*Given request*: Resume the article below on Belgium's pension policy, writing on from its final sentence.

*Page text*:
===============

In two years’ time the status of Belgium’s self-employed as the poor relations of state pension provision should be a thing of the past. This is one of a number of challenging projects that have been exercising the powers that be in Belgium.
The idea was that the self employed who get the lowest legal social security should have a layer of additional provision on top, known as first pillar ‘bis’. The idea was originally put forward when the government was created in 2003.
“The self employed don’t like to pay for their own pensions – they regard it as a tax,” says Henk Becquaert, special representative at Belgium’s pensions regulator, the Banking, Finance and Insurance Commission. “They believe their pension should be paid in full by the state.”
In this new system individuals will have a choice of pension provider. The contribution will be set initially at 1% of income; this will be paid to an individual account. The individual will be able to chose between insurance companies and pension funds that are specialised in providing for the self employed. “Discussions in government are in the final stages and if it goes well the details of the law should be agreed by June,” says Becquaert.
The challenge is that the self employed can chose where to put their money. “So our challenge is to control these institutions,” he continues. “If it is a simple account with no guarantees then the controls will be minimal but if there are guarantees we will have to have solvency rules and we will have to control the solvency margins strictly. I think there will be some kind of guarantee and I think it will be a kind of cash balance system.”
Becquaert believes that the new funds will be established from 2008. “It will be good for the politicians if the new system starts just after the elections,” he says.
Also attracting interest at the moment is the government’s nationalisation of pension assets. The nationalisation of the Belgacom pension fund in 2002 has been followed more recently by the takeover the SNCB – Belgian Railway – fund and that of the ports of Belgium. These are smaller funds – under €1bn – although Becquaert stresses that these are all first pillar funds.
This policy continues to attract much criticism – firstly that it was a bad signal to send to the institutional market and also the government was accused of taking the assets to plug the budget deficit.
“Of course the budget deficit is an element of the government’s reasoning for this policy,” Becquaert notes. “But the main reason was to take over pension liabilities of civil servants which have the highest first pillar pensions in Belgium. For these companies the pension fund makes them uncompetitive with other companies and countries. Companies are asking us to take over their liabilities. There are no more big funds in the government’s sights but there will be other public sector funds that whose liabilities the government will take over.”
Becquaert agrees that this policy is expensive for government. He explains that the government has provided for the future demographic shock by way of a so-called Silver Fund. “It has planned for budget surpluses from 2008. These will be paid into the fund and this will then be used to pay for the liabilities and the demographic shock. “We take the assets to plug the deficit and use any surplus for the Silver Fund,” he explains.

===============

*Dataset content*:
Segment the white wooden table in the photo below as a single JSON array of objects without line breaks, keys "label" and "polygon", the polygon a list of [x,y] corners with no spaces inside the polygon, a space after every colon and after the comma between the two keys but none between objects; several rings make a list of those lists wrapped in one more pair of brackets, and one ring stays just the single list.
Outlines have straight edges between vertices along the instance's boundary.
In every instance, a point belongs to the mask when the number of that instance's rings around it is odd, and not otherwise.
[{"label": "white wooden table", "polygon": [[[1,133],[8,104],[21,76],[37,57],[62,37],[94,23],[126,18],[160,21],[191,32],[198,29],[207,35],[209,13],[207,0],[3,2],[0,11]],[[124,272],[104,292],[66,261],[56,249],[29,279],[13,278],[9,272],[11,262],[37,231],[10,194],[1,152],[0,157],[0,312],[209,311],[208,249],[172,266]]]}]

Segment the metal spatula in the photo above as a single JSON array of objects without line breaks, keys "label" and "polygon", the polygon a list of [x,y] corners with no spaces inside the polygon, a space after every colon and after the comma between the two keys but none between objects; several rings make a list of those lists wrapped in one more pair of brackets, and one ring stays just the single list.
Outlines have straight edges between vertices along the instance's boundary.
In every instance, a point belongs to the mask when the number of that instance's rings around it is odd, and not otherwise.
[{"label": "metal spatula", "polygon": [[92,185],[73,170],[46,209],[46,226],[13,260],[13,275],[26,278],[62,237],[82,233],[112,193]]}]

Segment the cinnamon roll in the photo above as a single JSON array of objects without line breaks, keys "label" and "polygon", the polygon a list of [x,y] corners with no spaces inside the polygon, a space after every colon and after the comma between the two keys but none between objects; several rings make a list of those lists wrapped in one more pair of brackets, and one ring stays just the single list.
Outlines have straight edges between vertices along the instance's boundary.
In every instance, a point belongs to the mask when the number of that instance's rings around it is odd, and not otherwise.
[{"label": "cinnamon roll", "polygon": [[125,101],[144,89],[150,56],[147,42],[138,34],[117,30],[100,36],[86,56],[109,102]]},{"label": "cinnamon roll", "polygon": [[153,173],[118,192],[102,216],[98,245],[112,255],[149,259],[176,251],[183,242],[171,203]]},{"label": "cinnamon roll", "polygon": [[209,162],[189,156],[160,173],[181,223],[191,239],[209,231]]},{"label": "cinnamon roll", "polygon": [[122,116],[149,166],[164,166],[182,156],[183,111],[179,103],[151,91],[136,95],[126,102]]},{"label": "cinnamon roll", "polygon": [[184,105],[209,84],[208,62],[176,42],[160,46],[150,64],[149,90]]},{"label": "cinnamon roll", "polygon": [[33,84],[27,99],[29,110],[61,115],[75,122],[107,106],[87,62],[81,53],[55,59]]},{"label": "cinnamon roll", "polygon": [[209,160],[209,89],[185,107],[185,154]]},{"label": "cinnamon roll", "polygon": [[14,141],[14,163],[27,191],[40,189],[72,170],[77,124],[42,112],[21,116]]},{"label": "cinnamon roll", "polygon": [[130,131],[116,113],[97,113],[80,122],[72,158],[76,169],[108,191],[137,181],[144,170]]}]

===============

*Result of this exercise*:
Becquaert stresses that the Silver Fund is set aside only for that purpose. “I hope that politicians can restrain themselves,” Becquaert says. “There are a lot of different demands on government finances but this money must be used to plug the pensions gap. That will be a big issue for this and future governments.”
In order to improve the long term viability of the state pension system the government has negotiated a so-called generational pact. The age at which early retirement is possible will be increased from 58 to 60. “Early retirement has not been abolished but the rules have been made much stricter,” says Becquaert. This is the first step.
The proposed new rules also state that people need longer careers to qualify for a pension. Currently most people have to work at least 38 years but some have the opportunity to take early retirement after 32 years; the proposal is that all people should work a minimum of 40 years to earn the privilege.
The government also aims to provide some fiscal advantage for people who work longer. “As it stands companies benefit from getting rid of older workers because the younger workers that they replace them with are cheaper,” Becquaert explains. “The government aims to introduce incentives to employers to make older people more competitive. For example if they work longer the pension contribution is reduced.”
Companies agree that the retirement age should be raised. “But they are slow to implement changes while older workers remain more expensive than younger ones,” says Becquaert. “There is also resistance at union level. They didn’t agree with the generation pact stating that we should not oblige people to work longer, and that if the older people work longer younger people won’t find work. They also say that we should not take harsh measures against employers because employers will take people on again when they need to.”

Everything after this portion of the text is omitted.